Фрагмент текста:
****************************************

Звериные Дика и Гибрис – древнейшая форма, в какую отлилась эсхатологическая этика; и не будем огорчаться, что у зверей нет Дики, – ее нет во времена Гезиода, но задолго до него, по нашим сведениям, Дика сама была зверем...
Гезиодовский пассаж о звере-Гибрис, связанный с мотивом потомства, я сопоставила бы с одной из хоровых песен в «Агамемноне» Эсхила (717–778)[82]. В этом пассаже даются любопытные древние параллели образов. Тут основная тема – нечестивое убийство Эгисфом праведного Агамемнона. Затем: убийство нечестивым львом праведных овец. И это все в противопоставлении праведной Дики и нечестивой Гибрис.
У Эсхила звериная природа увязана с проблемой Дики-Гибрис. В этом архаическом хоре зверь есть Гибрис, разрыватель кроткой мировой овцы, и недаром поступок льва рисуется так трепетно в виде живого, наводящего ужас, преступления-нечестия. Дика же, этот праведный агнец, все направляет к концу, как основная космическая сила, как творец мира[83]. У Гезиода спуск темы от богов к людям, с противопоставлением зверей, у которых одна Гибрис. Он рационализирует, не понимает, переосмысляет древнюю эсхатологическую связь между звериными Правдой и Кривдой. Но у него под руками материал из животной эсхатологической этики.

****************************************

Задания для выполнения:
A) Какая тема названа во фрагменте основной в хоровой песне из «Агамемнона» Эсхила?
B) Определите, соответствуют ли фрагменту следующие утверждения: (i) у Эсхила Дика уподоблена праведному агнцу; (ii) у Гезиода звери наделены Дикой; (iii) гезиодовский пассаж о звере-Гибрис сопоставляется с хоровой песней из «Агамемнона». Для каждого утверждения ответьте «да» или «нет» и приведите точную цитату из фрагмента, подтверждающую ответ.
Опирайтесь исключительно на сведения, содержащиеся во фрагменте.

****************************************

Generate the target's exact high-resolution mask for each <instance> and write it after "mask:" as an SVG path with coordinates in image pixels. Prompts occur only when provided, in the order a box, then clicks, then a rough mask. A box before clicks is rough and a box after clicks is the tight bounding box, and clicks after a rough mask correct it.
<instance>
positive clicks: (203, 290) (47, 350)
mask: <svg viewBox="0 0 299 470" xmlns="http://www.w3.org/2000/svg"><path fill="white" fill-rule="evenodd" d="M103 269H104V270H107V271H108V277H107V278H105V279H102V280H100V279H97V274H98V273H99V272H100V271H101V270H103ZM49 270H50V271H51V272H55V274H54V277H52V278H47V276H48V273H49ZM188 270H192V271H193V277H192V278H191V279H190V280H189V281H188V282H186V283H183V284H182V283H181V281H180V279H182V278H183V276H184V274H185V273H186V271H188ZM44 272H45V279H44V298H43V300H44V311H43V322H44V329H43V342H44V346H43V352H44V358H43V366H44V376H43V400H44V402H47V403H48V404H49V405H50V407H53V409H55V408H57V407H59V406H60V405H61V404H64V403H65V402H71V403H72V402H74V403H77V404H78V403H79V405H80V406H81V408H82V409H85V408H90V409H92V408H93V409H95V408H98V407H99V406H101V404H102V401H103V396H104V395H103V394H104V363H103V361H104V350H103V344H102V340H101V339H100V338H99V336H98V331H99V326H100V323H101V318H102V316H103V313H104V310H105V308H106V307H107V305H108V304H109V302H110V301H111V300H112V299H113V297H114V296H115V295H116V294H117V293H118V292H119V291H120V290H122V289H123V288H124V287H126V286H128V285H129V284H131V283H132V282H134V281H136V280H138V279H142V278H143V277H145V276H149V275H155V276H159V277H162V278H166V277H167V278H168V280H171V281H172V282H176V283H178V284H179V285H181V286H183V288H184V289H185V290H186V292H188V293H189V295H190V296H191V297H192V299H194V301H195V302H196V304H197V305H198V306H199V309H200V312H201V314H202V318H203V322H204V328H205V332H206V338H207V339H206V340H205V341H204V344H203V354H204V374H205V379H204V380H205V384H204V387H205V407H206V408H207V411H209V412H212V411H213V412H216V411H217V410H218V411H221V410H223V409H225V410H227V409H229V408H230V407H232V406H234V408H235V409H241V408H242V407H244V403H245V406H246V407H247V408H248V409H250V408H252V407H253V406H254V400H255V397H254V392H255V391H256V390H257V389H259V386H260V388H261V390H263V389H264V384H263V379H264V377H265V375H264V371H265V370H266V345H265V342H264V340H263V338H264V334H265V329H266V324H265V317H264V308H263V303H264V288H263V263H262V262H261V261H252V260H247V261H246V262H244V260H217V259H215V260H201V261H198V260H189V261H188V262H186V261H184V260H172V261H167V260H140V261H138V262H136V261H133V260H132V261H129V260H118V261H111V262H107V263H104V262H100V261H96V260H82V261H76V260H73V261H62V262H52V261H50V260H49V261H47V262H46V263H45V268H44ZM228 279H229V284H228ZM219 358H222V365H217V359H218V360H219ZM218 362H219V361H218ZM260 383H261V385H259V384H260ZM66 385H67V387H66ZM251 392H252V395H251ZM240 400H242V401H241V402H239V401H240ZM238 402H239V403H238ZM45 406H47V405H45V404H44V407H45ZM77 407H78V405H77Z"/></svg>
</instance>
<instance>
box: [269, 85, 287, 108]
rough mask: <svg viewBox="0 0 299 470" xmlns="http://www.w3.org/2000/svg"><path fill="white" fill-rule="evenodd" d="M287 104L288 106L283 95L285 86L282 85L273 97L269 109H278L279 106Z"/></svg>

****************************************

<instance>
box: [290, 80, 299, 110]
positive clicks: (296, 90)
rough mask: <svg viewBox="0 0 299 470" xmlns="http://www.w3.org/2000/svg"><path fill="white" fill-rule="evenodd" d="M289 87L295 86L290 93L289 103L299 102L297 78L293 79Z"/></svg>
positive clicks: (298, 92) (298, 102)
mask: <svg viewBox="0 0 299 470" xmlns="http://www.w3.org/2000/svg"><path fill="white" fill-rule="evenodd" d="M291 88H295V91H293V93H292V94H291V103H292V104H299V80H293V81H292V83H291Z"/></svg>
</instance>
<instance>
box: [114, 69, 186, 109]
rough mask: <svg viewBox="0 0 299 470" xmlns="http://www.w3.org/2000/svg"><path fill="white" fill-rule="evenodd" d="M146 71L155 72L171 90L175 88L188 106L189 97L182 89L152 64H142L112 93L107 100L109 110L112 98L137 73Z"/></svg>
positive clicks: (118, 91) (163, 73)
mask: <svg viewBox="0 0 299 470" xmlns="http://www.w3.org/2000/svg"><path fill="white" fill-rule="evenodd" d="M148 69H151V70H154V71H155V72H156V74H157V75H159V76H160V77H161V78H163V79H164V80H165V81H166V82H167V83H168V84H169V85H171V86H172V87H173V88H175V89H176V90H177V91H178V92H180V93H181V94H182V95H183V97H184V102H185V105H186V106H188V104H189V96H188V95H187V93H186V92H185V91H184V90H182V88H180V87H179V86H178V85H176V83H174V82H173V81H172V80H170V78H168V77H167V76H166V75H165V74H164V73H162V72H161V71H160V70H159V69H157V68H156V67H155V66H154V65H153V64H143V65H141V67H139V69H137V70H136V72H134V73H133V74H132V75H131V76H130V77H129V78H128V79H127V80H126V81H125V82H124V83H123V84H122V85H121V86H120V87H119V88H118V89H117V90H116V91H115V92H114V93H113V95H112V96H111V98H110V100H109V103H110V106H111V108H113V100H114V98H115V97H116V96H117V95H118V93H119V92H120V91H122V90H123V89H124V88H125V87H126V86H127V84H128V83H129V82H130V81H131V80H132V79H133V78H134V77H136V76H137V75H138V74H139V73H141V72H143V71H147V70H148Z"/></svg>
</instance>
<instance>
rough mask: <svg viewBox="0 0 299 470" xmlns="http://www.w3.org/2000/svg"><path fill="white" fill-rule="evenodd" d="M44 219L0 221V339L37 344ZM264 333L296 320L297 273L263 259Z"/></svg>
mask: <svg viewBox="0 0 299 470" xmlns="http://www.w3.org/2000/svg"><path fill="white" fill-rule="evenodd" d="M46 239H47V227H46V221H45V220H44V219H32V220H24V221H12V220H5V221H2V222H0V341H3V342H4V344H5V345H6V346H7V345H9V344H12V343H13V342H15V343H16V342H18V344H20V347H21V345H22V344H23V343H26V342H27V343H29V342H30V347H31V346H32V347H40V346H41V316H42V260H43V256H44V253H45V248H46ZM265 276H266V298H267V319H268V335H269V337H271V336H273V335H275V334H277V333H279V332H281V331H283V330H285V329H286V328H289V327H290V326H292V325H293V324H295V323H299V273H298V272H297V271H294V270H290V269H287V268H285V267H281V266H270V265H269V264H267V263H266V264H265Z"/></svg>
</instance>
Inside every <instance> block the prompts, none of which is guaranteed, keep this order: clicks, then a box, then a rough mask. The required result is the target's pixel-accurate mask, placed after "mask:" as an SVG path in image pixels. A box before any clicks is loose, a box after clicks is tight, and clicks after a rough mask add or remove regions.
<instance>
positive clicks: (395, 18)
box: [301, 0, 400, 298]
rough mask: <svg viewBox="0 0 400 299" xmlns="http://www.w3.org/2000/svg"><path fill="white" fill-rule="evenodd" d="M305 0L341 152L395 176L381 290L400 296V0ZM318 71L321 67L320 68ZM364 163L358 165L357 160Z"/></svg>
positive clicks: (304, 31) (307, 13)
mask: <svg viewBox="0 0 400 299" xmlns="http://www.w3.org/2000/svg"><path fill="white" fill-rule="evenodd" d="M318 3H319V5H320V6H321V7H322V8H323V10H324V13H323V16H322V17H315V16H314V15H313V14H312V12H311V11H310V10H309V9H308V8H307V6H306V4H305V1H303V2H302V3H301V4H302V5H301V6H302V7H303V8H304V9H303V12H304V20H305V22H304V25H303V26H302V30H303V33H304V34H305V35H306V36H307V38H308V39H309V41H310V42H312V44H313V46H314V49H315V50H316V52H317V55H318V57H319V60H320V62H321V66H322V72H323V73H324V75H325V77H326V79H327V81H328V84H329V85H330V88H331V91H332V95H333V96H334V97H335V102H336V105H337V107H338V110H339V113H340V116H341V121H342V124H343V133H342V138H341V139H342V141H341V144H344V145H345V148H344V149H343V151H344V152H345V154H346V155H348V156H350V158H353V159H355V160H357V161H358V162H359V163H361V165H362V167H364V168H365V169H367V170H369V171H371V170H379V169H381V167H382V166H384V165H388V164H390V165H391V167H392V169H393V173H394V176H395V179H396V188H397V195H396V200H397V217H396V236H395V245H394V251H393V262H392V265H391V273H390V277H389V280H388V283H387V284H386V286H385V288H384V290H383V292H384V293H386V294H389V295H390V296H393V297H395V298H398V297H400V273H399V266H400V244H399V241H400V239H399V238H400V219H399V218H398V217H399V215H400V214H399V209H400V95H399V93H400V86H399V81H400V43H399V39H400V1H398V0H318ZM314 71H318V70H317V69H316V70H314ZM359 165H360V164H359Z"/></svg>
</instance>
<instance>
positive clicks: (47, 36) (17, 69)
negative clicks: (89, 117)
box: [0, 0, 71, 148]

****************************************

Ответы к заданиям:
A) Нечестивое убийство Эгисфом праведного Агамемнона.

B) (i) Да: «Дика же, этот праведный агнец, все направляет к концу». (ii) Нет: «с противопоставлением зверей, у которых одна Гибрис». (iii) Да: «Гезиодовский пассаж о звере-Гибрис, связанный с мотивом потомства, я сопоставила бы с одной из хоровых песен в «Агамемноне» Эсхила».